Instruction :: Copy all the material below, exactly as it stands.

Working data ::

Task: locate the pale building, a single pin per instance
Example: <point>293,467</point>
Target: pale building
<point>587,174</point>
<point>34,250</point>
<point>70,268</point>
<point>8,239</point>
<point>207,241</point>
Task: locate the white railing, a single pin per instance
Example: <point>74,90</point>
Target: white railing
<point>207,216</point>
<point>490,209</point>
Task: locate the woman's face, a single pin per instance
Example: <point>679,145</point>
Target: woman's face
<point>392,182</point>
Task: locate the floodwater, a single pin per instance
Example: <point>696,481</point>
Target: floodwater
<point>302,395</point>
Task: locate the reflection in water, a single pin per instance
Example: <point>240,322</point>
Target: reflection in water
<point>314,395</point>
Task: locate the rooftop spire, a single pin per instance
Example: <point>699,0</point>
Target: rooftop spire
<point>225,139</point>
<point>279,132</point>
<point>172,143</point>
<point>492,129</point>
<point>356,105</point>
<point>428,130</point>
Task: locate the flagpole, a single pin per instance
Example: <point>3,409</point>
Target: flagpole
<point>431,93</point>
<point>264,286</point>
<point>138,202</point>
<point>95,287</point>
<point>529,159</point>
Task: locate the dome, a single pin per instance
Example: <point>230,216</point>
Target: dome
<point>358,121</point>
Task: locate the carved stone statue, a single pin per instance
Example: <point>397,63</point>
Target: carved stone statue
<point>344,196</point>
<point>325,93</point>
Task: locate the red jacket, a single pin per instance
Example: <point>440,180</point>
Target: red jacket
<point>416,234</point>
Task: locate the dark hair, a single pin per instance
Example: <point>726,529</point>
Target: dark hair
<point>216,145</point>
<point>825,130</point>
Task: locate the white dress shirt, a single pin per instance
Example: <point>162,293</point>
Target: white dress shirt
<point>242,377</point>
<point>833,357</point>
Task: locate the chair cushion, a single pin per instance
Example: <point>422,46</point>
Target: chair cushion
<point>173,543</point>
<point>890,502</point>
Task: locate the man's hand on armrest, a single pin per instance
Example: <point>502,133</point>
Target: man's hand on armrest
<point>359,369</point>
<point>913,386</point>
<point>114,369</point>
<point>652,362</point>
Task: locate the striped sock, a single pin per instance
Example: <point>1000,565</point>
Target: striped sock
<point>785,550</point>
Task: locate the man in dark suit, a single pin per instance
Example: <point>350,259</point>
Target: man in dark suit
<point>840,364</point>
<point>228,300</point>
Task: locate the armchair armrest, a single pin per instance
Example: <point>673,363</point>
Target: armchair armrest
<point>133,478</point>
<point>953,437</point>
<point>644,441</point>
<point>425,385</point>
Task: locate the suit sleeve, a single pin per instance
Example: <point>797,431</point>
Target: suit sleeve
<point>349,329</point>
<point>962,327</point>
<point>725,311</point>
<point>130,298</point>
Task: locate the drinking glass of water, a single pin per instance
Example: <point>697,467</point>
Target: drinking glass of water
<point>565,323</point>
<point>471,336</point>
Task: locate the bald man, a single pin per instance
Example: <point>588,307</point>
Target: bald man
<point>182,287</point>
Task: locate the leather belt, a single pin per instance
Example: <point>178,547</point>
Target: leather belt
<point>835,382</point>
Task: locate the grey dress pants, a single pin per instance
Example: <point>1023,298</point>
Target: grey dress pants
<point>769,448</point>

The result ::
Task: locate the pale building, a single pin per instance
Example: <point>293,467</point>
Target: pale building
<point>587,174</point>
<point>34,250</point>
<point>70,268</point>
<point>8,239</point>
<point>207,241</point>
Task: locate the white railing, a single pin per instance
Example: <point>74,90</point>
Target: white railing
<point>207,216</point>
<point>490,209</point>
Task: locate the woman's face, a single pin per instance
Example: <point>679,145</point>
Target: woman's face
<point>392,182</point>
Task: locate the floodwater, a single pin per instance
Example: <point>696,481</point>
Target: floodwater
<point>302,395</point>
Task: locate the reflection in water, a single pin per instance
Example: <point>240,322</point>
Target: reflection in water
<point>314,395</point>
Task: locate the rooftop spire, a single pin per instance
Example: <point>699,0</point>
Target: rooftop spire
<point>225,139</point>
<point>279,132</point>
<point>172,143</point>
<point>492,129</point>
<point>356,105</point>
<point>428,130</point>
Task: locate the flagpole, a single pin per instance
Example: <point>3,409</point>
Target: flagpole
<point>431,93</point>
<point>264,286</point>
<point>138,202</point>
<point>95,287</point>
<point>529,159</point>
Task: locate the dome, a single pin per instance
Example: <point>230,216</point>
Target: dome
<point>358,121</point>
Task: locate the carved stone statue, a single pin per instance
Example: <point>397,63</point>
Target: carved stone statue
<point>344,196</point>
<point>325,93</point>
Task: locate the red jacket, a single pin per instance
Example: <point>440,180</point>
Target: red jacket
<point>416,234</point>
Task: locate the dark hair, a single pin per instance
Example: <point>726,529</point>
Target: dark hair
<point>216,145</point>
<point>825,130</point>
Task: locate the white dress shirt, a single pin per instance
Example: <point>162,293</point>
Target: white dress shirt
<point>242,377</point>
<point>833,357</point>
Task: locate the chair cushion, a single pin per instance
Example: <point>422,46</point>
Target: chair cushion
<point>173,543</point>
<point>890,502</point>
Task: locate the man's hand on armrest, a single pin per instance
Example: <point>502,133</point>
Target: man's hand on armrest
<point>359,369</point>
<point>913,386</point>
<point>114,369</point>
<point>652,362</point>
Task: locate the striped sock, a single pin per instance
Example: <point>1000,565</point>
Target: striped sock
<point>785,550</point>
Task: locate the man in dark suit, a single pin per instance
Example: <point>350,259</point>
Target: man in dark suit
<point>840,364</point>
<point>228,300</point>
Task: locate the armchair armrest, a single pin per instance
Example: <point>673,363</point>
Target: armchair armrest
<point>133,478</point>
<point>953,437</point>
<point>644,441</point>
<point>425,385</point>
Task: locate the suit sleeve, a single pin per instance
Example: <point>797,431</point>
Target: suit sleeve
<point>349,329</point>
<point>962,327</point>
<point>725,311</point>
<point>130,298</point>
Task: locate the drinking glass of water, a single pin per instance
Example: <point>697,467</point>
Target: drinking glass of water
<point>565,323</point>
<point>471,336</point>
Task: locate the bald man, a single pin per instance
Example: <point>588,307</point>
Target: bald man
<point>182,287</point>
Task: locate the leather belt, a single pin per instance
Example: <point>178,547</point>
Target: leather belt
<point>835,382</point>
Task: locate the grey dress pants, a single pin per instance
Example: <point>1023,298</point>
Target: grey dress pants
<point>769,448</point>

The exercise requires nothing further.